(What to do)
Put every line of the records below into a Markdown table, leaving out blank lines. Use "Row" for the line number and "Text" for the line itself.

(Supplied records)
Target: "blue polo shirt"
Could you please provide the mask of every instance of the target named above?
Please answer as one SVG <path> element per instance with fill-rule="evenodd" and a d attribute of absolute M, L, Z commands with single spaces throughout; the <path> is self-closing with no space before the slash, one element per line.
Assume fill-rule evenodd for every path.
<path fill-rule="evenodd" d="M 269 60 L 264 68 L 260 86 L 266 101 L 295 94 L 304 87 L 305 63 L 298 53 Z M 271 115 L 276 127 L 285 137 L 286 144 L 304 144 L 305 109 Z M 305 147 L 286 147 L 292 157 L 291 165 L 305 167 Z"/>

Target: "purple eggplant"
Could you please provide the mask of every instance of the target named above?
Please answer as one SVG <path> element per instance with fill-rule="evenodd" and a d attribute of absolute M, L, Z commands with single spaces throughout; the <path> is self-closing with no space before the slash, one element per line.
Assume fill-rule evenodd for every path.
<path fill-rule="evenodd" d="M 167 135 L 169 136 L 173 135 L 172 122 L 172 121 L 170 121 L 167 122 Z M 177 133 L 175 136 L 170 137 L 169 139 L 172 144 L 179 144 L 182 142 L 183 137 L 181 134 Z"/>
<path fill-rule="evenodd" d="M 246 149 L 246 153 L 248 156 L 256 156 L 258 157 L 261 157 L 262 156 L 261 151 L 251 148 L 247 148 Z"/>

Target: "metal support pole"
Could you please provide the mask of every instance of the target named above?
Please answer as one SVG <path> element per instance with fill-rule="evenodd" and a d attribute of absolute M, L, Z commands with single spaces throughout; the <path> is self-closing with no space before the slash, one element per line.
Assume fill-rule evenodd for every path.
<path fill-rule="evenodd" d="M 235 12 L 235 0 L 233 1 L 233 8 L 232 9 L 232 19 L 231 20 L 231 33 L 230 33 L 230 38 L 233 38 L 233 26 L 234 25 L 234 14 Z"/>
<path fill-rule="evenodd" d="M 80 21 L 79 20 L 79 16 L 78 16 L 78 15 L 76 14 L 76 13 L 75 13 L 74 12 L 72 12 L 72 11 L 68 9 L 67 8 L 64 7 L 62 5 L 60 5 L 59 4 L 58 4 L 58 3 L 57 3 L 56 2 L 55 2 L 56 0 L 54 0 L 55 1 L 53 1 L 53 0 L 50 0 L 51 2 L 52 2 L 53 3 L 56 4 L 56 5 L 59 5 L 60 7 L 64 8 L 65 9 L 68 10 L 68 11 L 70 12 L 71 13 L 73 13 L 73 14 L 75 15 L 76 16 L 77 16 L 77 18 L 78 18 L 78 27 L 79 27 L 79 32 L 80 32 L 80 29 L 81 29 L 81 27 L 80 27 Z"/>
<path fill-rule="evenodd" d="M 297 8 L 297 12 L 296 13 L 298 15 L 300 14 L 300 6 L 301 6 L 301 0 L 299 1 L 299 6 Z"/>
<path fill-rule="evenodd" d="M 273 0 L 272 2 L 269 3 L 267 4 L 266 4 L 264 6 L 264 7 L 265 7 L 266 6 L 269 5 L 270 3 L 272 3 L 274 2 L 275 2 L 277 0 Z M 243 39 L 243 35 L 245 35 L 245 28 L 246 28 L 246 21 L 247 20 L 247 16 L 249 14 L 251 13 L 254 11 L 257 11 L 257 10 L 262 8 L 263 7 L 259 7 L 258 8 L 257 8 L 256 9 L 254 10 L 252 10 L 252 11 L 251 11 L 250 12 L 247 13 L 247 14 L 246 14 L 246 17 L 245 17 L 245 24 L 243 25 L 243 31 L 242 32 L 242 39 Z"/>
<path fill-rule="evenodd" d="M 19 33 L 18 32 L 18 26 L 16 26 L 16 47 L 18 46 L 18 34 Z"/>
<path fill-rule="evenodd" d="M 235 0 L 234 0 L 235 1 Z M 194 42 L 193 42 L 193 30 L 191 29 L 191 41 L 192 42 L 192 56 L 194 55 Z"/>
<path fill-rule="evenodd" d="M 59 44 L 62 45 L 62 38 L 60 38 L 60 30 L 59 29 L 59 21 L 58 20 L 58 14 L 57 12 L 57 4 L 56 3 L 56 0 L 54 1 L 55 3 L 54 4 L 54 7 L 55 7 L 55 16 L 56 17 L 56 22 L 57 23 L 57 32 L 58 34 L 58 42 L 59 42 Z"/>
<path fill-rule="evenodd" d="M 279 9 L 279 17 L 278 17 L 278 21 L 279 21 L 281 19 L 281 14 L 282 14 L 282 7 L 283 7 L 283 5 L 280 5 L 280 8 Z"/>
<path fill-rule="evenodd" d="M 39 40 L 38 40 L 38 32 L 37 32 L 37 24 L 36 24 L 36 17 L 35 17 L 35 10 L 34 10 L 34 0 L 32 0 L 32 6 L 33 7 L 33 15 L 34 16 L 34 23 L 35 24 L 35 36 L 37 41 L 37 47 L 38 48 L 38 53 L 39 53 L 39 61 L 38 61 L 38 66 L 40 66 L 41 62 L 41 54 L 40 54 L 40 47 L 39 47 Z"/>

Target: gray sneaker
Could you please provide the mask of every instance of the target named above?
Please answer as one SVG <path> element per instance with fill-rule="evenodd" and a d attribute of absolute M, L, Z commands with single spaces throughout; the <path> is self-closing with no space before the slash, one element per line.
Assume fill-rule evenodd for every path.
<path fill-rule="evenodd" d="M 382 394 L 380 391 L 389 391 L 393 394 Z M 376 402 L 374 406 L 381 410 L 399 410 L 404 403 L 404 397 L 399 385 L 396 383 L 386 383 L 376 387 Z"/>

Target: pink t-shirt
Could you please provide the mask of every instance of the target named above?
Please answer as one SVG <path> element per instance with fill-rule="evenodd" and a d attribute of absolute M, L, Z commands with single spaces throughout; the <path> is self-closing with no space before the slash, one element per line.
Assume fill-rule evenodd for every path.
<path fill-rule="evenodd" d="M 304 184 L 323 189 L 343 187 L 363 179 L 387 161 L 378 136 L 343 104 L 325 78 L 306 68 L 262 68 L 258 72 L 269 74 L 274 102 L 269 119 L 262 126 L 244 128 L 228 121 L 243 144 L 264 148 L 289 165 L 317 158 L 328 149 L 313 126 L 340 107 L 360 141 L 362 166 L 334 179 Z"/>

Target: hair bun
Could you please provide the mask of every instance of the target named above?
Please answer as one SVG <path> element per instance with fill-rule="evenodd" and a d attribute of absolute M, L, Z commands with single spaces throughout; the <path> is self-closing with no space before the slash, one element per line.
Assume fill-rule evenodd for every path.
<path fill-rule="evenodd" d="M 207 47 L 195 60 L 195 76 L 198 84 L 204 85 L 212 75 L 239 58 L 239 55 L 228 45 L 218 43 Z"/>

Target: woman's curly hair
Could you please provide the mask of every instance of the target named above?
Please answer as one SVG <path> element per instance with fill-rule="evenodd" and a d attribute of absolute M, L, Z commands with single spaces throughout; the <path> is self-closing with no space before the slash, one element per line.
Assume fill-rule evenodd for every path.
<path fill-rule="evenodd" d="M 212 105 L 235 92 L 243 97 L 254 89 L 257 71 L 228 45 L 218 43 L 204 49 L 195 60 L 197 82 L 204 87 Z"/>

(The completed task)
| Row | Text |
|---|---|
| 1 | Target: "blue polo shirt" |
| 2 | Could you please provide the mask of every instance of the target named above? |
| 3 | Please answer as one SVG <path> element per instance with fill-rule="evenodd" and a d attribute of absolute M, L, Z commands with single spaces throughout; the <path> is self-closing with no space before the slash, one element per line. |
| 4 | Assume fill-rule evenodd for every path. |
| 5 | <path fill-rule="evenodd" d="M 269 60 L 264 68 L 260 86 L 266 101 L 295 94 L 304 87 L 305 63 L 298 53 Z M 271 115 L 276 127 L 285 137 L 286 144 L 304 144 L 305 109 Z M 305 147 L 286 147 L 292 157 L 291 165 L 305 167 Z"/> |
| 6 | Target: "purple eggplant" |
| 7 | Could you please provide the mask of every instance of the target named above? |
| 8 | Please answer as one SVG <path> element per instance with fill-rule="evenodd" and a d attribute of absolute M, L, Z commands with single spaces throughout; the <path> is self-closing with no space before the slash, one element per line. |
| 9 | Assume fill-rule evenodd for every path. |
| 10 | <path fill-rule="evenodd" d="M 167 135 L 169 136 L 173 135 L 172 122 L 172 121 L 170 121 L 167 122 Z M 177 133 L 175 136 L 170 137 L 169 139 L 172 144 L 179 144 L 182 142 L 183 137 L 181 134 Z"/> |
| 11 | <path fill-rule="evenodd" d="M 246 149 L 246 153 L 248 156 L 256 156 L 258 157 L 261 157 L 262 156 L 261 151 L 251 148 L 247 148 Z"/> |
| 12 | Target: "metal support pole" |
| 13 | Could you please provide the mask of every instance of the target named above? |
| 14 | Please answer as one SVG <path> element per instance with fill-rule="evenodd" and a d attribute of absolute M, L, Z commands with single spaces throughout; the <path> is self-closing with no space before the slash, one element per line. |
| 15 | Assume fill-rule evenodd for every path. |
| 16 | <path fill-rule="evenodd" d="M 235 12 L 235 0 L 233 1 L 233 8 L 232 9 L 232 19 L 231 20 L 231 33 L 230 33 L 230 38 L 233 38 L 233 26 L 234 25 L 234 14 Z"/> |
| 17 | <path fill-rule="evenodd" d="M 80 21 L 79 20 L 79 16 L 78 16 L 78 15 L 76 14 L 76 13 L 75 13 L 74 12 L 72 12 L 72 11 L 68 9 L 67 8 L 64 7 L 62 5 L 60 5 L 59 4 L 58 4 L 58 3 L 57 3 L 56 2 L 55 2 L 56 0 L 54 0 L 55 1 L 53 1 L 53 0 L 50 0 L 51 2 L 52 2 L 53 3 L 56 4 L 56 5 L 59 5 L 60 7 L 64 8 L 65 9 L 68 10 L 68 11 L 70 12 L 71 13 L 73 13 L 73 14 L 75 15 L 76 16 L 77 16 L 77 18 L 78 18 L 78 27 L 79 27 L 79 32 L 80 32 L 80 29 L 81 29 L 81 27 L 80 27 Z"/> |
| 18 | <path fill-rule="evenodd" d="M 297 8 L 297 12 L 296 13 L 298 15 L 300 14 L 300 6 L 301 6 L 301 0 L 299 1 L 299 6 Z"/> |
| 19 | <path fill-rule="evenodd" d="M 273 0 L 272 2 L 269 3 L 267 4 L 266 4 L 264 6 L 264 7 L 265 7 L 266 6 L 269 5 L 270 3 L 272 3 L 274 2 L 275 2 L 277 0 Z M 243 39 L 243 35 L 245 35 L 245 28 L 246 28 L 246 21 L 247 20 L 247 16 L 249 14 L 251 13 L 254 11 L 257 11 L 257 10 L 262 8 L 263 7 L 259 7 L 258 8 L 257 8 L 256 9 L 254 10 L 252 10 L 252 11 L 251 11 L 250 12 L 247 13 L 247 14 L 246 14 L 246 17 L 245 17 L 245 24 L 243 25 L 243 31 L 242 32 L 242 39 Z"/> |
| 20 | <path fill-rule="evenodd" d="M 19 33 L 18 32 L 18 26 L 16 26 L 16 47 L 18 46 L 18 34 Z"/> |
| 21 | <path fill-rule="evenodd" d="M 235 0 L 234 0 L 235 1 Z M 194 42 L 193 42 L 193 30 L 191 29 L 191 41 L 192 42 L 192 56 L 194 55 Z"/> |
| 22 | <path fill-rule="evenodd" d="M 59 44 L 62 45 L 62 38 L 60 38 L 60 30 L 59 29 L 59 21 L 58 20 L 58 14 L 57 12 L 57 4 L 56 3 L 56 0 L 54 1 L 55 3 L 54 4 L 54 7 L 55 7 L 55 16 L 56 17 L 56 22 L 57 23 L 57 32 L 58 34 L 58 42 L 59 42 Z"/> |
| 23 | <path fill-rule="evenodd" d="M 279 9 L 279 17 L 278 17 L 278 21 L 279 21 L 281 19 L 281 14 L 282 14 L 282 7 L 283 7 L 283 5 L 280 5 L 280 8 Z"/> |
| 24 | <path fill-rule="evenodd" d="M 39 40 L 38 40 L 38 32 L 37 32 L 37 24 L 36 24 L 36 17 L 35 17 L 35 10 L 34 10 L 34 0 L 32 0 L 32 6 L 33 7 L 33 15 L 34 16 L 34 23 L 35 24 L 35 36 L 37 41 L 37 47 L 38 48 L 38 53 L 39 53 L 39 61 L 38 61 L 38 66 L 40 66 L 41 62 L 41 54 L 40 54 L 40 47 L 39 47 Z"/> |
| 25 | Target: gray sneaker |
| 26 | Could you please provide the mask of every instance of the target named above? |
| 27 | Please answer as one SVG <path> element per instance with fill-rule="evenodd" and a d attribute of absolute M, L, Z commands with single spaces throughout; the <path> is self-closing with no space before the slash, one element per line. |
| 28 | Assume fill-rule evenodd for every path. |
| 29 | <path fill-rule="evenodd" d="M 382 394 L 380 391 L 389 391 L 393 394 Z M 376 402 L 374 406 L 381 410 L 399 410 L 404 403 L 404 397 L 399 385 L 396 383 L 386 383 L 376 387 Z"/> |
| 30 | Target: pink t-shirt |
| 31 | Could you please provide the mask of every instance of the target named above? |
| 32 | Please answer as one SVG <path> element per instance with fill-rule="evenodd" and a d attribute of absolute M, L, Z commands with single spaces throughout; the <path> is self-closing with no space before the slash, one element per line. |
| 33 | Assume fill-rule evenodd for every path. |
| 34 | <path fill-rule="evenodd" d="M 304 184 L 323 189 L 343 187 L 363 179 L 387 161 L 378 136 L 343 104 L 325 78 L 306 68 L 262 68 L 258 72 L 269 74 L 274 102 L 269 119 L 262 126 L 244 128 L 228 121 L 243 144 L 264 148 L 289 165 L 317 158 L 328 149 L 313 126 L 340 107 L 360 141 L 362 166 L 334 179 Z"/> |
| 35 | Target: hair bun |
| 36 | Could you please provide the mask of every instance of the target named above? |
| 37 | Please answer as one SVG <path> element per instance with fill-rule="evenodd" and a d attribute of absolute M, L, Z commands with single spaces throughout; the <path> is self-closing with no space before the slash, one element per line. |
| 38 | Assume fill-rule evenodd for every path. |
| 39 | <path fill-rule="evenodd" d="M 207 47 L 195 60 L 195 76 L 198 84 L 204 85 L 212 75 L 239 58 L 239 55 L 228 45 L 218 43 Z"/> |
| 40 | Target: woman's curly hair |
| 41 | Could you please provide the mask of every instance of the target named above? |
| 42 | Please answer as one SVG <path> element per instance with fill-rule="evenodd" and a d attribute of absolute M, L, Z commands with single spaces throughout; the <path> is self-closing with no space before the slash, one element per line. |
| 43 | Assume fill-rule evenodd for every path. |
| 44 | <path fill-rule="evenodd" d="M 212 105 L 235 92 L 243 97 L 254 89 L 257 71 L 228 45 L 218 43 L 204 49 L 195 60 L 197 82 L 204 87 Z"/> |